UT has 3rd-highest women share in police force in country
Chandigarh is among the top three position holders in the country when it comes to the share of women in the police force. With 22.5 per cent of the total cops from the fairer sex, which is almost double the national average of 12.3 per cent, the city has ranked the second best among the eight Union Territories (UTs), including Delhi.
While Ladakh has topped the country with the highest 29.6 per cent share of women in the police force, Bihar stood second among all states and UTs in the country with the fairer sex forming 23.7 per cent of its police staff.
The 2025 India Justice Report (IJR), India’s only ranking system for states/UTs on delivery of justice in the country, was released yesterday. It has provided key insights into the capacity of the justice system of Chandigarh. The IJR was initiated by Tata Trusts in 2019, and this is the fourth edition. The partners include the Centre for Social Justice, Common Cause, Commonwealth Human Rights Initiative, DAKSH, TISS–Prayas and Vidhi Centre for Legal Policy. How India Lives is the data partner.
According to the report, a copy of which is with The Tribune, the per capita spending on police in Chandigarh was Rs 5,902 in 2022-23, which was more than four times the all-India average of Rs 1,275.
The constable vacancies in the Chandigarh Police were 17.3 per cent and that of officers 15.4 per cent.

What is being asked: Reproduce word for word the passage of the article on women in Chandigarh's police force that opens with the words containing "UT has 3rd-highest" and closes with "its police staff.".

Dataset records:
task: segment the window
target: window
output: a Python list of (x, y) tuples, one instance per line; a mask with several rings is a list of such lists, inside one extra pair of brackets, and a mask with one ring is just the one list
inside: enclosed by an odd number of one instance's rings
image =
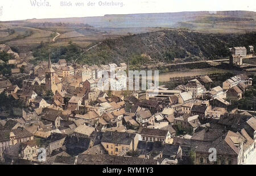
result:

Worked solution:
UT has 3rd-highest women share in police force in country
Chandigarh is among the top three position holders in the country when it comes to the share of women in the police force. With 22.5 per cent of the total cops from the fairer sex, which is almost double the national average of 12.3 per cent, the city has ranked the second best among the eight Union Territories (UTs), including Delhi.
While Ladakh has topped the country with the highest 29.6 per cent share of women in the police force, Bihar stood second among all states and UTs in the country with the fairer sex forming 23.7 per cent of its police staff.